> _REQUIREMENT_:
Copy the data from the very beginning up to and including the line that contains "138L348 138L348 136L345", swapping "spire" for "steeple" and changing nothing else.

> _DATA FOR THIS TASK_:
_ _ _

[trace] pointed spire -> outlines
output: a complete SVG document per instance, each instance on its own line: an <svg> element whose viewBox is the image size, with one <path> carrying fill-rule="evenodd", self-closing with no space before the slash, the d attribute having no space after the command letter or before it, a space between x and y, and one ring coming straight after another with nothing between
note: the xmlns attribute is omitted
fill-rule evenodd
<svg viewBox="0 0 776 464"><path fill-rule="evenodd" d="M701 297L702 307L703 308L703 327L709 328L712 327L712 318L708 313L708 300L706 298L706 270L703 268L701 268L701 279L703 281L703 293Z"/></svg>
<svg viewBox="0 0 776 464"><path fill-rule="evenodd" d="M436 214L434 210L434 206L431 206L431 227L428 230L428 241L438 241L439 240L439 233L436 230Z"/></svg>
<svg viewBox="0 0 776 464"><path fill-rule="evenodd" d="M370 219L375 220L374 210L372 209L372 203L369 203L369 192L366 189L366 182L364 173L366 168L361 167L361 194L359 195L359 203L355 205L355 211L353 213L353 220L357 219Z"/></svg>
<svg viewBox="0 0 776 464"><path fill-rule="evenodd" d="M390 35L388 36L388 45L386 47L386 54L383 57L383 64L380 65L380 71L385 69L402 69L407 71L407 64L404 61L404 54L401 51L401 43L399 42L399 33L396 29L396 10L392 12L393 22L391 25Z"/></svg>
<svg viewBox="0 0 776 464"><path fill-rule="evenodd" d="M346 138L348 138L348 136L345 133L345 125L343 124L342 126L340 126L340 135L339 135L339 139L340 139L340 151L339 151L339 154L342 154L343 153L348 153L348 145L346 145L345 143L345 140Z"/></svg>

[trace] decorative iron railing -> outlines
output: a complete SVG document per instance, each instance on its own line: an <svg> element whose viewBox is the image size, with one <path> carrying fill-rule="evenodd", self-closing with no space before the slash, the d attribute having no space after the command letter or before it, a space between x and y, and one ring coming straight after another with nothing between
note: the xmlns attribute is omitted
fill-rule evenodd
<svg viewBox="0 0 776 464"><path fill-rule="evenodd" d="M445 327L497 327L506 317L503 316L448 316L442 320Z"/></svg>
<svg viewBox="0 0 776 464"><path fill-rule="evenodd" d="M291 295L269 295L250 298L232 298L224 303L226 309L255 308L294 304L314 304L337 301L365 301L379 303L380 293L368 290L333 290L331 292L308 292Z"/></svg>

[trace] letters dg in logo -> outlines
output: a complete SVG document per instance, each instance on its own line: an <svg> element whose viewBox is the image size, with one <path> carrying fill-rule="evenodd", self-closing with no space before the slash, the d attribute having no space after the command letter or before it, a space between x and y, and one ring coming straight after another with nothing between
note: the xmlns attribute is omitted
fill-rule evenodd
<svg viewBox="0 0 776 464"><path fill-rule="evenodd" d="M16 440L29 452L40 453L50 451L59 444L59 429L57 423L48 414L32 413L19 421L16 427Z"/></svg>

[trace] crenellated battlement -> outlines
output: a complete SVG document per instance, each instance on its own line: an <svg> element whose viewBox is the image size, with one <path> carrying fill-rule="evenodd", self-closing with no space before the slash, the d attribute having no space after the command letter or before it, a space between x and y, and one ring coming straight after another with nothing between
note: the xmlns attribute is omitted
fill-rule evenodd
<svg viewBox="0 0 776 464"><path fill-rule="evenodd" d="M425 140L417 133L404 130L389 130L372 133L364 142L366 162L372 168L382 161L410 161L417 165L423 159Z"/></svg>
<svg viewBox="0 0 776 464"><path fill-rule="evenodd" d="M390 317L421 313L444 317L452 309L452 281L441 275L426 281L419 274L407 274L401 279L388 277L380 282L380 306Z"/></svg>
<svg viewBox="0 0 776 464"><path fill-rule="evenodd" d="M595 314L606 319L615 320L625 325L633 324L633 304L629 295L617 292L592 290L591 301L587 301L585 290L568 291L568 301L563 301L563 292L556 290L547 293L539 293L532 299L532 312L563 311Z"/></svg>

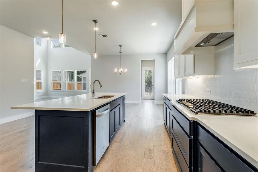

_ _ _

> _RESPONSE FOR THIS EXERCISE_:
[trace] pointed steeple -> outlines
output: a complete SVG document per instance, each instance on its own line: an <svg> element whose viewBox is the image size, with one <path> carrying fill-rule="evenodd", self-closing with no space before the slash, the d attribute having no space after the command letter or before it, a space between x and y, and one ring coming straight after another with nothing between
note: the xmlns attribute is omitted
fill-rule evenodd
<svg viewBox="0 0 776 464"><path fill-rule="evenodd" d="M701 297L702 307L703 308L703 327L709 328L712 327L712 318L708 313L708 300L706 298L706 270L703 268L701 268L701 279L703 281L703 293Z"/></svg>
<svg viewBox="0 0 776 464"><path fill-rule="evenodd" d="M436 214L434 210L434 206L431 206L431 227L428 230L428 241L438 241L439 240L439 233L436 230Z"/></svg>
<svg viewBox="0 0 776 464"><path fill-rule="evenodd" d="M370 219L375 220L374 210L372 209L372 203L369 203L369 192L366 189L366 182L364 173L366 168L361 167L361 194L359 195L359 203L355 205L355 211L353 213L353 220L357 219Z"/></svg>
<svg viewBox="0 0 776 464"><path fill-rule="evenodd" d="M390 35L388 36L388 45L386 47L386 54L383 57L383 64L380 65L380 71L385 69L402 69L407 71L407 64L404 61L404 54L401 51L401 43L399 42L399 33L396 29L396 10L392 12L393 22L391 25Z"/></svg>
<svg viewBox="0 0 776 464"><path fill-rule="evenodd" d="M346 138L348 138L348 136L345 133L345 125L343 124L342 126L340 126L340 135L339 135L339 139L340 139L340 151L339 151L339 154L342 154L343 153L348 153L348 145L346 145L345 143L345 140Z"/></svg>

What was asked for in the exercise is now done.